▶ [Task requirements]: In the coronary procedure passage below, which wire was used to cross the occluded segment?

▶ [Exercise passage]:

▼▼▼

The first images proved the total occlusion in the LAD. The PCI procedure was started with a left extra-backup 6-F XB guide catheter and a Caravel 150 cm microcatheter (ASAHI Intecc Medical) through right common femoral artery access. A Fielder XT-A wire (ASAHI Intecc Medical) was selected for the antegrade approach, but it failed to cross the CTO (trifurcated at the occluded segment with an ambiguous cap). As shown in Figure 1(b), there was one large septal branch at the proximal segment of the LAD with one good collateral vessel to the midportion of the LAD. Accordingly, a decision was made to cross the CTO via a retrograde septal-to-LAD approach using the same microcatheter and a SUOH 03 wire (ASAHI Intecc Medical) with a view to surfing this septal segment to the midportion of the LAD. Once the distal cap was accessed (Figure 1(d)), the wire was substituted with a Gaia second wire (ASAHI Intecc Medical) to puncture the distal cap but to no avail. Subsequently, with a Gladius wire (ASAHI Intecc Medical), the occluded segment was crossed, and the microcatheter was passed to the proximal part of the LAD over the Gladius wire and then into the same guiding catheter. In this step, with a workhorse SION blue wire (ASAHI Intecc Medical) from the guiding catheter, the wire was inserted into the tip of the microcatheter (the “reverse tip-in” technique) before it was passed distal to the occluded segment (Figures 1(e) and 1(f)). Afterward, the microcatheter was pulled back, and the wire was positioned antegrade to the diagonal branch at the site of the trifurcation (Figure 1(g)). Next, under the guidance of a dual-lumen SASUKE microcatheter (ASAHI Intecc Medical) over the SION blue wire, the Gaia second wire was advanced toward the LAD (Figure 1(i)). Through the gradual escalation of the balloon size (i.e., from a 1.5 balloon to a 2.5 semicompliant balloon), the CTO segment was successfully predilated. Thereafter, a drug-eluting stent was implanted, and it was postdilated with a 3.5 noncompliant balloon, conferring good final results (Figures 1(j) and 1(k)).

The patient was transferred to a cardiac care unit and was discharged the following day.

3. Discussion

Kahn and Hartzler conducted the first retrograde CTO PCI in 1990, since which time other retrograde techniques have been added to the armamentarium [3]. The technology has advanced swiftly, resulting in a higher rate of initial success, a shorter duration of the procedure, and less radiation exposure [4, 5]. Because of the difficulty and risk associated with the retrograde approach, however, it is often drawn upon when antegrade crossing attempts fail or increase anticipated risks. Numerous operators advise that an antegrade crossing be attempted first as antegrade preparation is inevitably required to complete a retrograde crossing [6]. Externalization of wires is the step most frequently taken following a retrograde wire crossing since it enables subsequent equipment deliveries.

▲▲▲

▶ [Records shown]:
▼▼▼

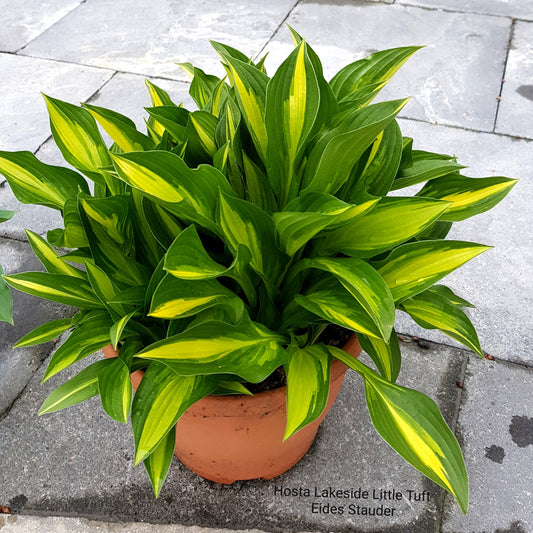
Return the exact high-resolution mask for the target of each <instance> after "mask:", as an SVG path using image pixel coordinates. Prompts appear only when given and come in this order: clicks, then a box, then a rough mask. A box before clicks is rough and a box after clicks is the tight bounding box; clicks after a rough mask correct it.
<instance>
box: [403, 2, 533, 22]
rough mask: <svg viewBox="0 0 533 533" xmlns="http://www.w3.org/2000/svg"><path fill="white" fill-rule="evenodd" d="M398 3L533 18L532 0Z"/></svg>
mask: <svg viewBox="0 0 533 533" xmlns="http://www.w3.org/2000/svg"><path fill="white" fill-rule="evenodd" d="M396 3H397V4H408V5H411V6H413V5H415V6H424V7H432V8H441V9H446V10H449V11H469V12H472V13H485V14H488V15H501V16H505V17H514V18H520V19H526V20H533V5H532V4H531V2H530V0H466V1H465V0H396Z"/></svg>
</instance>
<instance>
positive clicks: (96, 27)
mask: <svg viewBox="0 0 533 533" xmlns="http://www.w3.org/2000/svg"><path fill="white" fill-rule="evenodd" d="M293 5H294V1H293V0H272V1H270V2H267V3H265V2H258V1H253V2H239V1H236V0H231V1H227V2H219V1H217V0H207V1H205V2H202V5H201V9H198V5H197V4H195V3H188V2H179V1H177V0H155V1H153V2H152V3H151V4H150V10H149V11H146V10H144V9H135V8H133V9H132V7H131V5H130V4H129V3H127V2H126V3H124V2H114V1H113V0H98V1H90V2H86V3H84V4H83V5H81V6H80V7H79V8H78V9H77V10H76V11H74V12H73V13H71V14H70V15H69V16H67V17H65V18H63V19H62V20H61V21H60V22H58V23H57V24H55V25H54V26H53V27H52V28H50V29H49V30H48V31H46V32H45V33H44V34H43V35H41V36H40V37H38V38H37V39H35V40H34V41H32V42H31V43H30V44H29V45H28V46H27V47H25V48H24V49H23V50H22V51H21V53H22V54H27V55H32V56H38V57H50V58H54V59H61V60H64V61H72V62H79V63H84V64H88V65H95V66H99V67H105V68H111V69H115V70H120V71H123V72H133V73H138V74H145V75H151V76H161V77H169V78H174V79H181V80H186V79H187V77H186V75H185V74H183V73H181V72H180V69H177V68H176V65H175V63H176V62H186V61H189V62H191V63H193V64H194V65H196V66H199V67H200V68H203V69H204V70H206V71H207V72H209V71H210V70H213V69H215V70H216V72H217V73H219V74H223V73H224V71H223V69H222V67H221V66H220V64H219V63H218V60H217V58H218V56H217V55H216V53H215V52H214V50H213V49H212V48H211V46H210V45H209V42H208V39H214V40H216V41H221V42H225V43H227V44H229V45H231V46H235V47H237V48H239V47H241V46H243V47H244V48H245V49H246V53H247V54H250V55H251V54H256V53H257V52H259V51H260V50H261V49H262V48H263V46H264V45H265V44H266V43H267V41H268V39H269V38H270V36H271V35H272V34H273V33H274V32H275V30H276V28H277V27H278V26H279V24H280V23H281V22H282V21H283V19H284V18H285V17H286V15H287V14H288V13H289V11H290V9H291V8H292V6H293ZM110 28H112V31H110Z"/></svg>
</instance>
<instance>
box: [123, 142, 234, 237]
mask: <svg viewBox="0 0 533 533" xmlns="http://www.w3.org/2000/svg"><path fill="white" fill-rule="evenodd" d="M113 161H114V163H115V166H116V168H117V171H118V173H119V175H120V177H121V179H123V180H124V181H125V182H126V183H128V184H129V185H131V186H132V187H135V188H136V189H139V190H140V191H142V192H144V193H146V194H148V195H150V196H152V197H154V198H158V199H159V200H160V201H161V202H162V205H164V206H165V207H168V208H172V207H173V206H172V205H171V204H180V205H179V209H178V211H177V214H178V215H179V216H181V217H184V216H186V217H188V218H190V219H192V220H193V221H197V220H198V221H200V223H201V224H202V225H204V226H207V227H209V229H214V230H215V231H216V226H215V227H214V228H213V226H214V219H215V211H216V206H217V203H218V192H219V190H221V191H226V192H227V193H228V194H233V191H232V190H231V187H230V186H229V184H228V182H227V180H226V178H225V177H224V175H223V174H222V173H220V171H218V170H217V169H215V168H214V167H210V166H207V165H200V166H199V167H198V168H197V169H194V170H193V169H190V168H189V167H188V166H187V164H186V163H185V162H184V161H183V159H181V158H180V157H179V156H177V155H175V154H173V153H171V152H163V151H152V152H131V153H128V154H121V155H118V154H114V155H113ZM184 201H186V202H184ZM184 204H185V205H184Z"/></svg>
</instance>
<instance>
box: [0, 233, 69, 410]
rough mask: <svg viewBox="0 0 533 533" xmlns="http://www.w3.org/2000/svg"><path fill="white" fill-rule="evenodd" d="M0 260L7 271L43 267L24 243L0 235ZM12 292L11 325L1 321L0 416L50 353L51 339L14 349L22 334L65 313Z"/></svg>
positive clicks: (23, 386) (50, 302)
mask: <svg viewBox="0 0 533 533" xmlns="http://www.w3.org/2000/svg"><path fill="white" fill-rule="evenodd" d="M0 262H1V264H2V267H3V269H4V271H5V273H6V274H15V273H17V272H25V271H28V270H43V267H42V265H41V263H40V262H39V261H38V260H37V258H36V257H35V255H34V254H33V251H32V250H31V247H30V245H29V244H27V243H21V242H17V241H13V240H8V239H3V238H0ZM11 292H12V293H13V318H14V326H11V325H10V324H6V323H5V322H0V391H2V394H0V418H1V417H2V415H3V414H4V413H5V412H6V411H7V410H8V409H9V407H10V406H11V404H12V403H13V401H14V400H15V399H16V398H17V396H18V395H19V394H20V393H21V392H22V391H23V390H24V387H25V386H26V384H27V383H28V381H29V380H30V379H31V378H32V376H33V374H34V372H35V371H36V370H37V369H38V368H39V366H40V365H41V364H42V362H43V360H44V359H45V358H46V357H47V356H48V355H49V354H50V352H51V350H52V347H53V344H52V343H51V342H49V343H46V344H41V345H39V346H31V347H27V348H16V349H14V348H13V344H15V342H16V341H18V340H19V339H20V338H21V337H22V336H23V335H25V334H26V333H28V332H29V331H31V330H32V329H33V328H36V327H37V326H39V325H40V324H43V323H44V322H47V321H49V320H54V319H56V318H62V317H64V316H68V313H69V309H68V308H67V307H66V306H63V305H60V304H56V303H53V302H48V301H46V300H41V299H40V298H35V297H33V296H29V295H27V294H23V293H21V292H19V291H16V290H14V289H13V290H12V291H11Z"/></svg>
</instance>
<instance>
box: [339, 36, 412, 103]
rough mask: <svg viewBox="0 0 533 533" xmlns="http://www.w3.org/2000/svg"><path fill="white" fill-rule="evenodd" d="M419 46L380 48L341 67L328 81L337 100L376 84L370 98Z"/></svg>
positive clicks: (393, 74) (407, 46)
mask: <svg viewBox="0 0 533 533" xmlns="http://www.w3.org/2000/svg"><path fill="white" fill-rule="evenodd" d="M420 48H422V47H421V46H406V47H401V48H391V49H389V50H382V51H380V52H375V53H373V54H371V55H369V56H368V57H365V58H364V59H360V60H358V61H355V62H353V63H350V64H349V65H347V66H346V67H344V68H342V69H341V70H340V71H339V72H337V74H335V76H333V78H332V79H331V81H330V85H331V88H332V89H333V92H334V93H335V96H336V97H337V100H338V101H339V102H340V101H343V100H348V101H349V100H351V99H352V98H353V95H354V93H355V92H356V91H357V90H359V89H361V88H363V87H365V86H367V85H376V84H377V86H378V87H379V89H378V90H377V91H375V92H374V93H373V94H372V97H371V98H370V100H371V99H372V98H373V97H374V96H376V94H377V93H378V92H379V90H380V89H381V88H382V87H384V86H385V85H386V84H387V83H388V81H389V80H390V79H391V78H392V76H394V74H396V72H397V71H398V69H399V68H400V67H401V66H402V65H403V64H404V63H405V62H406V61H407V60H408V59H409V58H410V57H411V56H412V55H413V54H414V53H415V52H416V51H417V50H420ZM370 100H367V101H363V102H361V103H360V105H365V104H367V103H368V102H369V101H370Z"/></svg>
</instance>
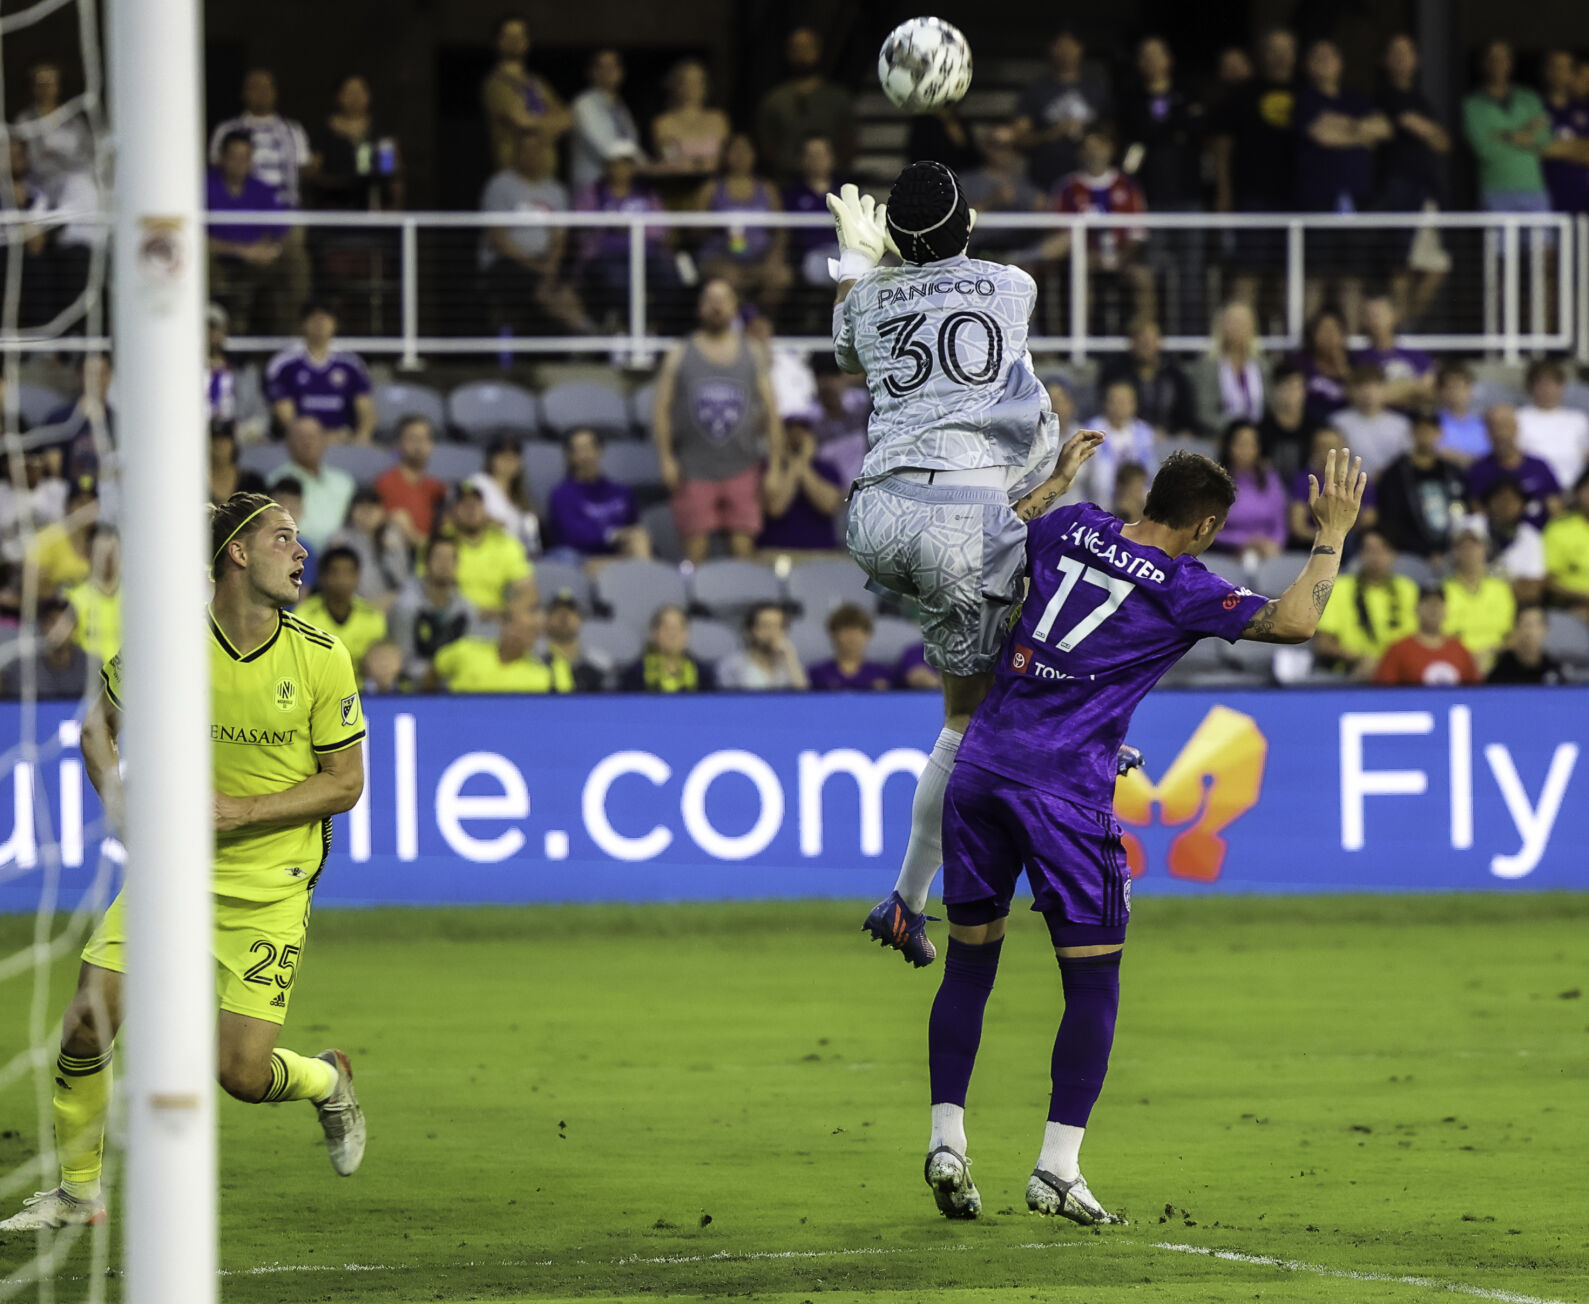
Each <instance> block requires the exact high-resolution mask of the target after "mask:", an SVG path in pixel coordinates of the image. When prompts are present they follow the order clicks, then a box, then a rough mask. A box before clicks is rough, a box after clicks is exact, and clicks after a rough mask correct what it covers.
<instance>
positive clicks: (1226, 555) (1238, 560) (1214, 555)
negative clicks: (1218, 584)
mask: <svg viewBox="0 0 1589 1304" xmlns="http://www.w3.org/2000/svg"><path fill="white" fill-rule="evenodd" d="M1201 561H1203V565H1206V567H1208V569H1209V570H1212V572H1214V573H1216V575H1217V577H1219V578H1220V580H1228V581H1230V583H1231V584H1246V583H1247V581H1249V580H1251V577H1249V575H1247V567H1246V565H1243V562H1241V557H1239V556H1236V554H1235V553H1204V554H1203V557H1201Z"/></svg>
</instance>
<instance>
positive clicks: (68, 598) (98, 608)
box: [67, 580, 121, 666]
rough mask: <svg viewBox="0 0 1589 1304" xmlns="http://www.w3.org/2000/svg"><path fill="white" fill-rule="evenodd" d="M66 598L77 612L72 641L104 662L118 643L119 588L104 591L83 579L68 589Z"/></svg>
mask: <svg viewBox="0 0 1589 1304" xmlns="http://www.w3.org/2000/svg"><path fill="white" fill-rule="evenodd" d="M67 602H70V604H72V610H73V611H75V613H76V616H78V627H76V629H75V631H73V634H72V642H75V643H76V645H78V646H79V648H83V651H86V653H87V654H89V656H92V658H94V659H95V661H99V662H100V664H102V666H103V664H105V662H106V661H110V659H111V658H113V656H114V654H116V650H118V648H119V646H121V588H118V589H116V592H105V591H103V589H102V588H100V586H99V584H95V583H94V581H92V580H84V581H83V583H81V584H73V586H72V588H70V589H67Z"/></svg>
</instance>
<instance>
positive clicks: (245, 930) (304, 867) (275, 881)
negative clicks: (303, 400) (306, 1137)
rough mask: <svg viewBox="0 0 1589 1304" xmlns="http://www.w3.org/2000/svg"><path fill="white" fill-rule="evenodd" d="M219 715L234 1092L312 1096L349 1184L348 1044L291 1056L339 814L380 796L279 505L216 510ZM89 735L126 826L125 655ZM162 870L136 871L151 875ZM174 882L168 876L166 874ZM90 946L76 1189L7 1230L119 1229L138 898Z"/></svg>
mask: <svg viewBox="0 0 1589 1304" xmlns="http://www.w3.org/2000/svg"><path fill="white" fill-rule="evenodd" d="M210 543H211V564H210V569H211V573H213V577H215V600H213V604H211V607H210V613H208V626H210V705H211V721H213V723H211V739H213V742H215V748H213V754H215V796H213V805H215V939H213V951H215V961H216V966H215V972H216V994H218V999H219V1005H221V1013H219V1020H218V1028H216V1032H218V1045H219V1063H218V1078H219V1083H221V1086H222V1088H224V1090H226V1091H227V1093H229V1094H232V1096H235V1098H237V1099H240V1101H248V1102H249V1104H261V1102H276V1101H310V1102H311V1104H313V1105H315V1109H316V1112H318V1115H319V1125H321V1129H323V1131H324V1134H326V1148H327V1150H329V1153H331V1163H332V1167H334V1169H335V1171H337V1172H338V1174H342V1175H343V1177H346V1175H350V1174H351V1172H354V1171H356V1169H358V1167H359V1163H361V1159H362V1158H364V1112H362V1110H361V1109H359V1101H358V1096H356V1094H354V1091H353V1067H351V1066H350V1063H348V1056H346V1055H343V1053H342V1051H340V1050H327V1051H323V1053H321V1055H318V1056H315V1058H313V1059H310V1058H305V1056H302V1055H297V1053H294V1051H291V1050H284V1048H281V1047H278V1045H276V1037H278V1034H280V1032H281V1024H283V1023H284V1021H286V1017H288V1002H289V999H291V996H292V980H294V978H296V977H297V967H299V963H300V961H302V958H303V940H305V934H307V929H308V909H310V899H311V896H313V893H315V880H316V878H318V877H319V872H321V869H323V867H324V864H326V855H327V851H329V850H331V816H332V815H337V813H338V812H343V810H348V808H351V807H353V804H354V802H356V801H358V799H359V793H362V791H364V748H362V742H361V740H362V739H364V715H362V710H361V705H359V689H358V683H356V681H354V677H353V662H351V659H350V658H348V651H346V648H343V646H342V643H340V642H337V638H335V637H334V635H331V634H324V632H321V631H318V629H315V627H313V626H310V624H305V623H303V621H300V619H297V618H296V616H292V615H288V611H286V608H288V607H291V605H292V604H294V602H297V600H299V588H300V584H302V581H303V562H305V559H307V556H308V553H307V551H305V550H303V546H302V545H300V543H299V540H297V526H296V524H294V521H292V518H291V516H289V515H288V513H286V511H284V510H283V508H281V505H280V503H275V502H272V500H270V499H267V497H264V496H262V494H234V496H232V497H230V499H227V500H226V503H224V505H222V507H219V508H215V510H213V516H211V538H210ZM102 673H103V678H105V688H103V691H102V693H100V697H99V700H97V702H95V704H94V707H92V710H91V712H89V715H87V720H84V723H83V761H84V766H86V767H87V772H89V778H91V780H92V781H94V786H95V789H99V794H100V801H102V802H103V804H105V813H106V818H108V820H110V821H111V824H118V826H119V816H121V812H122V786H121V774H119V770H118V756H116V735H118V731H119V727H121V705H122V680H121V658H119V656H116V658H113V659H111V661H110V662H108V664H106V666H105V669H103V672H102ZM140 869H145V867H135V870H140ZM153 869H154V872H157V867H153ZM137 889H138V885H137V878H135V877H133V878H132V880H130V882H129V885H127V886H126V888H124V889H122V894H121V896H118V897H116V901H113V902H111V905H110V910H106V912H105V918H103V920H102V921H100V926H99V928H97V929H95V932H94V936H92V937H91V939H89V943H87V947H84V950H83V967H81V970H79V974H78V990H76V994H75V996H73V999H72V1004H70V1005H68V1007H67V1015H65V1018H64V1020H62V1029H60V1058H59V1059H57V1061H56V1082H54V1121H56V1155H57V1158H59V1159H60V1179H62V1180H60V1185H59V1186H56V1188H54V1190H52V1191H41V1193H38V1194H35V1196H32V1198H30V1199H27V1201H25V1202H24V1206H22V1210H21V1212H19V1213H16V1215H14V1217H11V1218H8V1220H6V1221H3V1223H0V1233H8V1231H38V1229H41V1228H60V1226H68V1225H73V1223H102V1221H103V1220H105V1196H103V1193H102V1190H100V1166H102V1158H103V1148H105V1115H106V1110H108V1105H110V1086H111V1045H113V1042H114V1040H116V1032H118V1029H119V1028H121V1020H122V1001H121V975H122V972H126V963H124V951H126V947H124V937H126V932H124V909H122V896H126V893H127V891H137Z"/></svg>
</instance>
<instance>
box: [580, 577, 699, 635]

▲▲▲

▶ [Solved problem]: A Gladius wire (ASAHI Intecc Medical) crossed the occluded segment.